Please extract every line of the entries below that contains the word "lapel".

### Image boundary annotation data
---
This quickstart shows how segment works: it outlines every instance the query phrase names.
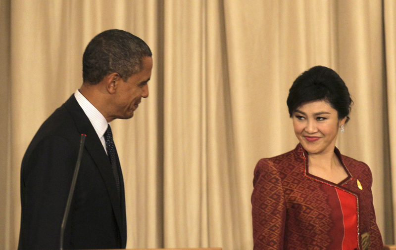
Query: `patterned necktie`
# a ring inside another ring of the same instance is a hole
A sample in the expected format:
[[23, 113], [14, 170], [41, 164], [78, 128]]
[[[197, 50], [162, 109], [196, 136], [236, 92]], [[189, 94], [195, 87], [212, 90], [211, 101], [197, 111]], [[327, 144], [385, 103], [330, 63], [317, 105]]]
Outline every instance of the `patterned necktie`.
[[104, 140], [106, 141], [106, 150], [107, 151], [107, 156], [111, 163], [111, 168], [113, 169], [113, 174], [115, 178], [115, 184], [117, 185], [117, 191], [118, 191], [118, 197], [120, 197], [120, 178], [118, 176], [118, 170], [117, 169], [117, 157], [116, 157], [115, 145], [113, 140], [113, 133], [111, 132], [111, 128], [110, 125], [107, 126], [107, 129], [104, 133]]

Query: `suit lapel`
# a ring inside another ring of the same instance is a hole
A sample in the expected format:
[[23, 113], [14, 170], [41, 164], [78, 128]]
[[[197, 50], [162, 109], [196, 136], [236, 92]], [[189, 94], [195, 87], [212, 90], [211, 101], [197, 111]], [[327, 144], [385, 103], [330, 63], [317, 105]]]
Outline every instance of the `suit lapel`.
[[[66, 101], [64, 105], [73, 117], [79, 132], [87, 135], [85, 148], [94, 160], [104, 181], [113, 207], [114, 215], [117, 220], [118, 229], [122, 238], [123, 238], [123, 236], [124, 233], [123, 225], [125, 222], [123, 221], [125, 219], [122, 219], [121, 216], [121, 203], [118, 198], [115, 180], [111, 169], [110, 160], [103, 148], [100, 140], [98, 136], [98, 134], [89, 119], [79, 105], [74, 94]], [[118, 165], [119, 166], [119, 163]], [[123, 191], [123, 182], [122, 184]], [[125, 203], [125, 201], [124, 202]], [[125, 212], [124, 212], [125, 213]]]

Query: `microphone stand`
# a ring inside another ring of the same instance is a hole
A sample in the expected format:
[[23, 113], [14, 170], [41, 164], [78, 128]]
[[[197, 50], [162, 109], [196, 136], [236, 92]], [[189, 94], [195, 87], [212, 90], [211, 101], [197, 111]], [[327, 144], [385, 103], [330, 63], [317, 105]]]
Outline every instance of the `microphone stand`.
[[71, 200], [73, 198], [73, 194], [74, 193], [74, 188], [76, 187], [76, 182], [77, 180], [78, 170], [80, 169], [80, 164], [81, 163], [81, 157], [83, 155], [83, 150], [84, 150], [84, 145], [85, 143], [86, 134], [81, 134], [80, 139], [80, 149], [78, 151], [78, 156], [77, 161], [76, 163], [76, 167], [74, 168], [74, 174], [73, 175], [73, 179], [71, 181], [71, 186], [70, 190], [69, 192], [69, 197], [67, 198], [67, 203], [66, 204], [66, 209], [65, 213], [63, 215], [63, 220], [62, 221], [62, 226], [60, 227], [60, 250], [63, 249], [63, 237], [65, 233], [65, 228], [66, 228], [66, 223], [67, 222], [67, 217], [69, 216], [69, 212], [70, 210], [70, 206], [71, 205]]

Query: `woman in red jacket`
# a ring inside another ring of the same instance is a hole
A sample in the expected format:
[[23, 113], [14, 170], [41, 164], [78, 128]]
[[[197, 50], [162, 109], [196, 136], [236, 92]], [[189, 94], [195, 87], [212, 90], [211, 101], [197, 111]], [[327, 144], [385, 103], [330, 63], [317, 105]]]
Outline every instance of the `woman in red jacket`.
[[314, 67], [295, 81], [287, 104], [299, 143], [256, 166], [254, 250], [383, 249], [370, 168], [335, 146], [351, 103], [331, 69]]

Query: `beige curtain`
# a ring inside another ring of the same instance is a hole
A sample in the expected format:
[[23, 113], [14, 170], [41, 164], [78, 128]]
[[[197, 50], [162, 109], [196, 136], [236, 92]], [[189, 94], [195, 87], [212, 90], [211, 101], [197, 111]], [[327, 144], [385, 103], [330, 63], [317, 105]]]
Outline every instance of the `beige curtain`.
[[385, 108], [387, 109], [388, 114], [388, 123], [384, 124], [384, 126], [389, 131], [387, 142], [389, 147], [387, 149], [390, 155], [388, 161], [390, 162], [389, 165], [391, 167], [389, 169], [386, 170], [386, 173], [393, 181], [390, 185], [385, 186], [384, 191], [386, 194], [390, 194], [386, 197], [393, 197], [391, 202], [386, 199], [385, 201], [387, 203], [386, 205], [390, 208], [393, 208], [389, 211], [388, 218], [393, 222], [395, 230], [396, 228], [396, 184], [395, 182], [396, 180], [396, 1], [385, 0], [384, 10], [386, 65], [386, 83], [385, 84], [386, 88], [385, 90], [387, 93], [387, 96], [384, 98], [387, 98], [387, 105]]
---
### EXPECTED OUTPUT
Query: `suit lapel`
Outline every instance of the `suit lapel`.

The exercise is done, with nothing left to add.